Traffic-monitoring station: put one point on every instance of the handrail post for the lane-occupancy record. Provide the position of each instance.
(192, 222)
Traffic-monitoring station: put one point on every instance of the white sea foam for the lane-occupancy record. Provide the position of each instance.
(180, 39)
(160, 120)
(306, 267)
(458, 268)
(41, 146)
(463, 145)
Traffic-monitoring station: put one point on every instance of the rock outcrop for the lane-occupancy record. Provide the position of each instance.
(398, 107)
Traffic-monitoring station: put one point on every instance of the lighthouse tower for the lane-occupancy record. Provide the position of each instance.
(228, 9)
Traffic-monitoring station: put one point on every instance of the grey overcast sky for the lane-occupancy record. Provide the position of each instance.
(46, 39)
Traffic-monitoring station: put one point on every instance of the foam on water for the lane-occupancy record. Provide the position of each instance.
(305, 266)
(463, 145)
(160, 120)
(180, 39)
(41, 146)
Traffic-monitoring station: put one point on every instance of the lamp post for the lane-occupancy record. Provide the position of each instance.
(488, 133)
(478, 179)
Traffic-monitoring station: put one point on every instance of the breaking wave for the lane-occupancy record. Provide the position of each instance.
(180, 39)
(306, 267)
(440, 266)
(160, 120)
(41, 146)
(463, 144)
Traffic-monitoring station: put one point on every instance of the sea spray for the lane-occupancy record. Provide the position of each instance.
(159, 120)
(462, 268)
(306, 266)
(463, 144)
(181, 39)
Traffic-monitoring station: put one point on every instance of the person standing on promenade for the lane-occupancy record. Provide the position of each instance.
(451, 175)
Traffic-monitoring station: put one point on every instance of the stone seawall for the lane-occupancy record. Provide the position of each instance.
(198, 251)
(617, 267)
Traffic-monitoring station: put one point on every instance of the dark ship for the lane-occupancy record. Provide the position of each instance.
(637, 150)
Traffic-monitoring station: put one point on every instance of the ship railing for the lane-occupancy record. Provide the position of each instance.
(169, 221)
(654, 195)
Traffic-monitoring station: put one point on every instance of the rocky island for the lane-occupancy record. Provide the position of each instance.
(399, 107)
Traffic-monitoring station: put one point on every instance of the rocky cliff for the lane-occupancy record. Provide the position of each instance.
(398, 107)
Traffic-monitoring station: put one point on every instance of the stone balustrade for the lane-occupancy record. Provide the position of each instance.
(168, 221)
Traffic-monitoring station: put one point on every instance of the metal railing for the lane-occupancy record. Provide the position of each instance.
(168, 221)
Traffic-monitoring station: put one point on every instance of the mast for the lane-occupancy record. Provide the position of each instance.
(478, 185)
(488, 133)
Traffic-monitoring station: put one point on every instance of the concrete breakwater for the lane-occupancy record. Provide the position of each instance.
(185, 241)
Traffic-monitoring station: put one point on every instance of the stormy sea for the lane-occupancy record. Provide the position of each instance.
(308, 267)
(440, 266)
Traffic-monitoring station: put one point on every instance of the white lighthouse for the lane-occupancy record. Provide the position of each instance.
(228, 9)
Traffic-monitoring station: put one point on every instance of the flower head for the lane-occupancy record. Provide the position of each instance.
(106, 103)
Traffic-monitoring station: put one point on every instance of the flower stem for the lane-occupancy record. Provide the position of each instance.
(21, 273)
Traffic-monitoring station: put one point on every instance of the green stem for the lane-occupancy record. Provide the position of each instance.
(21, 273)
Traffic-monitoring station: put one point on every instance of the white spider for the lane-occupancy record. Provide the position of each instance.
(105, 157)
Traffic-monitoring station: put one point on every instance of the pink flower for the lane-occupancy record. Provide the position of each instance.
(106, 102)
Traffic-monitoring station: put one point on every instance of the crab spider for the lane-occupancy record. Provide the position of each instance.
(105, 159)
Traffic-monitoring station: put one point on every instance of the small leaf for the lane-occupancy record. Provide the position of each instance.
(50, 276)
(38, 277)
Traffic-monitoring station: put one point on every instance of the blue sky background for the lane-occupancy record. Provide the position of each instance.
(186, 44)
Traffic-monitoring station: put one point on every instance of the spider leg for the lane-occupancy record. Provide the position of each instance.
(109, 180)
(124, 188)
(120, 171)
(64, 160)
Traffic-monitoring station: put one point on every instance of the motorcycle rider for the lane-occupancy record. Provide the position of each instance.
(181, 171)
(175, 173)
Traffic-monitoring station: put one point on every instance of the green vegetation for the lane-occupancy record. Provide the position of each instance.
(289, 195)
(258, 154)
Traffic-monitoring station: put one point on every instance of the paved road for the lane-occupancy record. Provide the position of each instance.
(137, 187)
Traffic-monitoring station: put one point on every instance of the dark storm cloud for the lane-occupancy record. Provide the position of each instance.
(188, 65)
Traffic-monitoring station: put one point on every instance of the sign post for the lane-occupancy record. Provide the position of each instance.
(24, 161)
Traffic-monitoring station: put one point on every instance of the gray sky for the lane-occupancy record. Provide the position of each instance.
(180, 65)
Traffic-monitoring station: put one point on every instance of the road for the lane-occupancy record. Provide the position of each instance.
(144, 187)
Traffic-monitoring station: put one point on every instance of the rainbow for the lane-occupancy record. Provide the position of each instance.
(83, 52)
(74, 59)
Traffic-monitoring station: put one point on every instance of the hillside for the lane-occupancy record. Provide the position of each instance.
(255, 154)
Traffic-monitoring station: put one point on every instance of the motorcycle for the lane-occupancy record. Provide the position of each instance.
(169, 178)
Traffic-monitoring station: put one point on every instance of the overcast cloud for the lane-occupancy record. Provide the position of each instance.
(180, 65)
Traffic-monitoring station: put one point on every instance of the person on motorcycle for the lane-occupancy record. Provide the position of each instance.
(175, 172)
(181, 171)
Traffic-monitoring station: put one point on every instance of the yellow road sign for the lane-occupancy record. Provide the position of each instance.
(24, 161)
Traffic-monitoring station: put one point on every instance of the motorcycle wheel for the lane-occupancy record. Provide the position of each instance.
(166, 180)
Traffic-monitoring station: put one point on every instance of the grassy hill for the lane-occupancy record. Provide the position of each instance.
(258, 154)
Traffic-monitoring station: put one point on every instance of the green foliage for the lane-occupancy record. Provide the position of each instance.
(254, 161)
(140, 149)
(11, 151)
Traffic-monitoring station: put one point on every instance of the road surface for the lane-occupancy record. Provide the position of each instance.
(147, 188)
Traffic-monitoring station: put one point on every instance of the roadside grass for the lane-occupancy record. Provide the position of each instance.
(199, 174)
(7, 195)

— The exercise —
Set down, exactly and in full, the lines from the one containing "the person on" through the end of the entries; no other line belongs.

— Result below —
Traffic-monitoring station: put one point on every instance of the person on motorcycle for the lane-occupancy record. Provide the position of each instance.
(175, 172)
(181, 171)
Traffic-monitoring station: put one point on every instance of the yellow road sign for the lane-occupancy record. Provide the position of each instance.
(24, 161)
Traffic-monitoring station: put one point on every instance of the motorcycle wheel for the lane-occupancy record. Provide the position of each instance.
(166, 180)
Traffic-monitoring station: put one point on every instance of the grassy hill for the lane-occupancy record. Provide the position of each instance.
(258, 154)
Traffic-monitoring station: put one point on every instance of the green foliage for the lane-occupancy record. Provide the position of each instance.
(254, 161)
(140, 149)
(11, 151)
Traffic-monitoring station: put one point on every instance of the road surface for the lane-occupancy record. Provide the position of each instance.
(147, 188)
Traffic-monitoring station: put one point on every instance of the roadside grass for the lane-occupancy record. Provide the position of each instance.
(199, 174)
(7, 195)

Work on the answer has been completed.